Task to carry out => Locate every line in the records below that contains the string "Target" and copy each such line in full. Case counts, so match only that exact capitalization.

Records provided =>
* * * * * * * * *
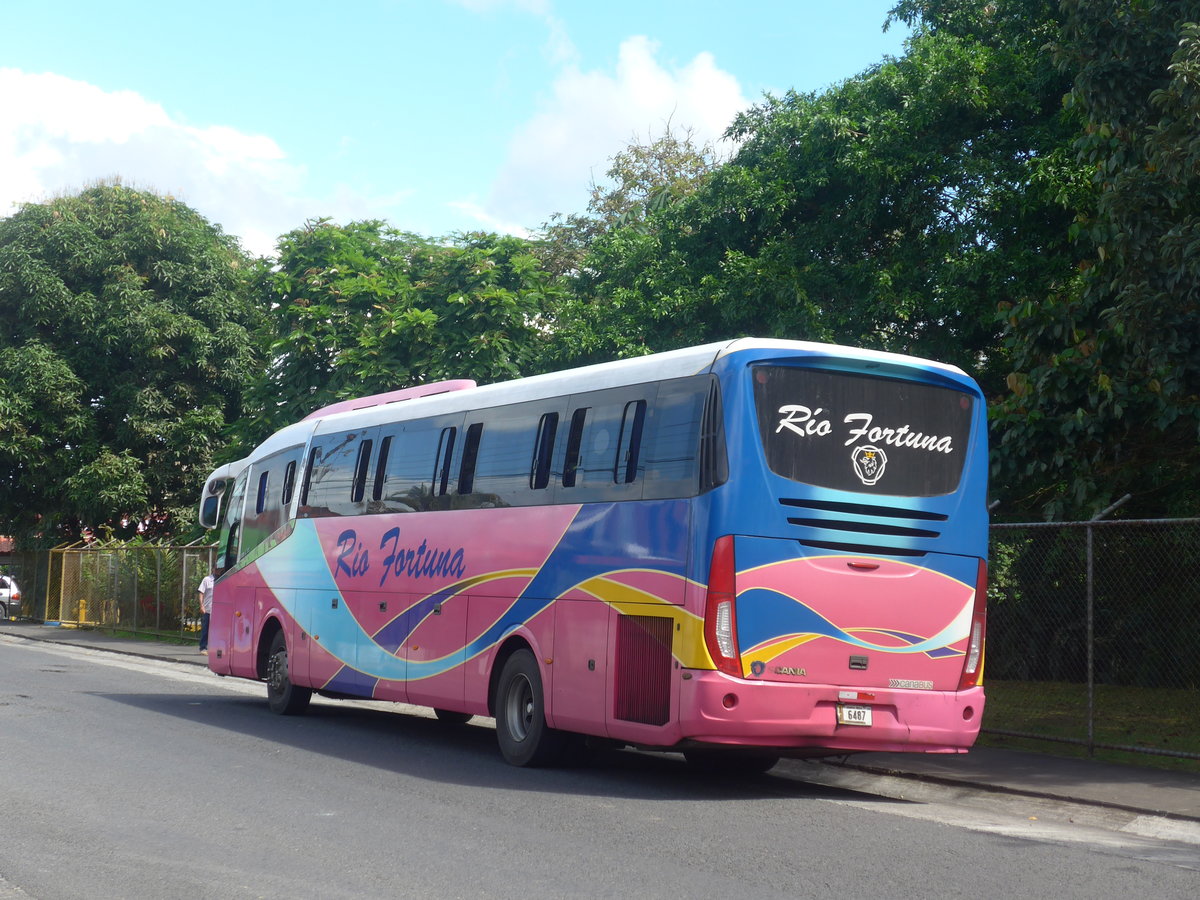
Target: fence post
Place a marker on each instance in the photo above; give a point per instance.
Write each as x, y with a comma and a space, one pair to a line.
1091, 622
* * * * * * * * *
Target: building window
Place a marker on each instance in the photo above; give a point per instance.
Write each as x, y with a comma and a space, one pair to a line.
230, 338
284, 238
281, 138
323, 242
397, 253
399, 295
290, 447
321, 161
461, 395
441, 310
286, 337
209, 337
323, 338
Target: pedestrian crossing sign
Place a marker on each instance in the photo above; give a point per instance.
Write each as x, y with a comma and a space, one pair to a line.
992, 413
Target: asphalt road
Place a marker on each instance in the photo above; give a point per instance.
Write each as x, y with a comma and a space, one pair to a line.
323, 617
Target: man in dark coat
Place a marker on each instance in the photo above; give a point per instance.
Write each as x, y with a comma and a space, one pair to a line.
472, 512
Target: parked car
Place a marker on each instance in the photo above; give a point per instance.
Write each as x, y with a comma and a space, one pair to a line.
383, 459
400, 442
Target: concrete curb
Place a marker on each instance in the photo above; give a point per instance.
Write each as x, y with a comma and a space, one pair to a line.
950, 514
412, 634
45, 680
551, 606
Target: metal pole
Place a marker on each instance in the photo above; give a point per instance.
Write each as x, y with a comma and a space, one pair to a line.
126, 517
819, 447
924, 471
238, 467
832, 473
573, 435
* * * * * * * * *
Reply =>
Target: fence post
Target: building window
Target: pedestrian crossing sign
Target: asphalt road
Target: man in dark coat
Target: parked car
Target: concrete curb
Target: metal pole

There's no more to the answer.